| EXERCISES |
(1) Duplicate the stretch of the timing results passage from "improvement of reconnecting" through "worsen than QPTST's.".
(2) Please write the next part of the timing results passage, starting right after its final sentence.

| PASSAGE SHOWN |
========

The average evaluation of each benchmark is shown in Table XII. We can see from the table that runtime is reduced a lot. Moreover, we achieve a relative high accuracy classification rate. The final timing and wirelength improvement are also listed in Table XII. Classification over base shows timing results compared with baseline and classification over QP shows the comparison with the results of QPTST. The timing and wirelength quality are very compatible compared with our QPTST results. By such runtime reduction, we can use our ML classification approach to replace our MIQP solver to decide reconnection of each net.

# B. Experiments on MSRSP Problem

# 1) Multiple Sinks Optimization QP Results:

a) Timing results: The results of MSRSP problem solved by Section IV is shown in Table XIII. The multiple selection optimization is the algorithm described in Section IV. The meaning of WNS,  $r\_wns$ , TNS,  $r_tns$ , stWL, and  $r_stwl$  are adopted from Section VI-A1. Overall, our multiple selection optimization improved 10.65% TNS and 2.65% WNS on average. However, it takes 23.67 s. Compared with average

improvement of reconnecting critical sinks, it improved the quality from 10.12% TNS and 2.05% WNS to 10.65% TNS and 2.65% WNS. With more sinks to be considered, the timing quality can be improved. Since more sinks are reconnected, wirelength increased 0.56% and it is 0.01% worsen than QPTST's.

========

| DATA RECORDS |
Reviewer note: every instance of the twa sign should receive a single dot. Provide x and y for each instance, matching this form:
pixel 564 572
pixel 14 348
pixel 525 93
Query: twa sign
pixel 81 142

========

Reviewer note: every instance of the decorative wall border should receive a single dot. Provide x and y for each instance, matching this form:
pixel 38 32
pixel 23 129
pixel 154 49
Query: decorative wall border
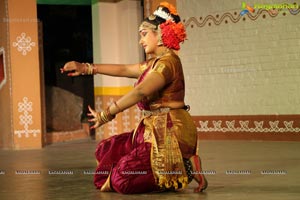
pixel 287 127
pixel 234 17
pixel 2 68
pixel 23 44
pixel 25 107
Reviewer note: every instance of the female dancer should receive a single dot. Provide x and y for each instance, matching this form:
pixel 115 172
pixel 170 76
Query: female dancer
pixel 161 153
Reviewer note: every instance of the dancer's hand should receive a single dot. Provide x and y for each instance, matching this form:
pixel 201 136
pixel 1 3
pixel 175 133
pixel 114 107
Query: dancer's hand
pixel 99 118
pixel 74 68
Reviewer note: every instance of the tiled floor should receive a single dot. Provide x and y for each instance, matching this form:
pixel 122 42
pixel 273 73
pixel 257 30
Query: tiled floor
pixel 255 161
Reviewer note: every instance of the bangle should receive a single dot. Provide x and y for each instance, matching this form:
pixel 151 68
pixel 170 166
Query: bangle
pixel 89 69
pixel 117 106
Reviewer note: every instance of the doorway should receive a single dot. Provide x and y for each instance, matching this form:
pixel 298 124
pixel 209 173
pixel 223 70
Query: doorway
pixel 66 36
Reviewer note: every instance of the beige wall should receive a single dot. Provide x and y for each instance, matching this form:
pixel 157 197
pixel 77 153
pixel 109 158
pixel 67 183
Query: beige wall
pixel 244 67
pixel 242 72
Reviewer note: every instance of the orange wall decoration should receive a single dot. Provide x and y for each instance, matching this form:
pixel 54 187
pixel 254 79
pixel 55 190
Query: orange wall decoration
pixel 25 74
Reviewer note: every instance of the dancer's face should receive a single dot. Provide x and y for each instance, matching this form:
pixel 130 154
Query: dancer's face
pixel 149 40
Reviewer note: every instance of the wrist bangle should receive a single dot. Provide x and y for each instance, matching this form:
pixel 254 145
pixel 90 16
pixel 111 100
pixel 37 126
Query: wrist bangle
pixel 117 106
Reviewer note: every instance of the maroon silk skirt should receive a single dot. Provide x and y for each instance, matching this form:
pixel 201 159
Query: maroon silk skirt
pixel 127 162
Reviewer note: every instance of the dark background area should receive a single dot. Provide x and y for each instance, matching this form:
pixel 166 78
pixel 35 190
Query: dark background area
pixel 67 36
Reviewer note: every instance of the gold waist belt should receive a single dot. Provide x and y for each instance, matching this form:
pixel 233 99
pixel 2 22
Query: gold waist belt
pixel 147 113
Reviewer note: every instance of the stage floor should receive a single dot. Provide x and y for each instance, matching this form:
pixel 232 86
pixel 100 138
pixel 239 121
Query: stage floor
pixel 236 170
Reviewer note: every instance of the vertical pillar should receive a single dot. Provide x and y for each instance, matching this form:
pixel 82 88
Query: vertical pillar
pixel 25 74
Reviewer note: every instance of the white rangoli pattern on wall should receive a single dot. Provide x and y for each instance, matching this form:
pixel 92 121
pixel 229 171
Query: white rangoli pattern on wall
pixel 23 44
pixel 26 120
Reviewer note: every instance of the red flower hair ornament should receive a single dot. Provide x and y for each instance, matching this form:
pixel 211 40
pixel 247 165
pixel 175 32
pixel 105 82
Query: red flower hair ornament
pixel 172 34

========

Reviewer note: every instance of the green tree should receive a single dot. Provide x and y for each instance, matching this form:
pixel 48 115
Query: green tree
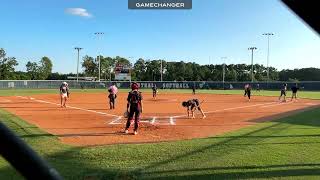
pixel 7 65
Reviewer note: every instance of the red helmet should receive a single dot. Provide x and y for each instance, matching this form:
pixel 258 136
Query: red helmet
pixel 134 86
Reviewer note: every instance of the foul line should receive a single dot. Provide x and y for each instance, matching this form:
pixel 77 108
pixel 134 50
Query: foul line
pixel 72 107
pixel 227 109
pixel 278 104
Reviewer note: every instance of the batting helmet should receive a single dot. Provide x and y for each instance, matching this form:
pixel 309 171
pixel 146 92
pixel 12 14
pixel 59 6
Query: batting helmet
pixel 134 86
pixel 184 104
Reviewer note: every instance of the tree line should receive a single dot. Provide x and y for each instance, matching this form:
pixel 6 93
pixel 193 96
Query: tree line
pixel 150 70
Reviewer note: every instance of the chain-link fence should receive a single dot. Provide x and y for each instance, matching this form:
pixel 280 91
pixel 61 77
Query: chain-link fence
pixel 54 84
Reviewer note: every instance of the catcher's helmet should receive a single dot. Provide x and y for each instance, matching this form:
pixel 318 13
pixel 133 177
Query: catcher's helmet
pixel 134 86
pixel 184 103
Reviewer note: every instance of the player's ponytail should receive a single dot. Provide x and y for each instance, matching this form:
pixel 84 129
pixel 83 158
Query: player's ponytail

========

| PER-TASK OUTPUTS |
(1)
improvement of reconnecting critical sinks, it improved the quality from 10.12% TNS and 2.05% WNS to 10.65% TNS and 2.65% WNS. With more sinks to be considered, the timing quality can be improved. Since more sinks are reconnected, wirelength increased 0.56% and it is 0.01% worsen than QPTST's.

(2)
The multiple selection congestion optimization is the approach that consider timing and congestion together by reconnecting multiple sinks. It improved 8.86% TNS and 2.08% WNS on average and it takes 31.84 s. The congestion aware optimization can improve WL but reduce the improvement on TNS and WNS.

- b) Congestion results: The congestion analysis of multiple selection optimization and multiple selection congestion optimization are performed as same as described in Section VI-A1 congestion paragraph. As shown in Table XIV, the overflow of multiple selection optimization and multiple selection congestion optimization increased 1.95% and 1.65%, respectively.
- c) Analysis: Fig. 11 shows the analysis of performance of multiple sink optimization on timing and congestion. The



Fig. 12. Performance comparison on different methods. Improvement ratio on (a) WNS, (b) TNS, and (c) WL. (d) Runtime.

bar above 0 of the chart is timing improvement and the bar below 0 is plotted as increase of overflow. From the chart, we can conclude that overflow can be reduced a lot if the congestion is also considered.

2) Multilabel Classifier Results: The results of multilabel classifier is listed in Table XV. The training process is similar with the process described in Section VI-A2. The column ML Accuracy shows prediction accuracy and runtime comparison among benchmarks. The accuracy differs from benchmarks and the runtime is shorten compared with runtime of MQP. Our multilabel classifier takes more time compared with the previous binary classifier. The columns of ML over Base is the results compared with baseline. The columns of ML over MQP is the results compared with the multiple selection optimization in Table XIII. The quality is comparable with MQP's but runtime is much faster.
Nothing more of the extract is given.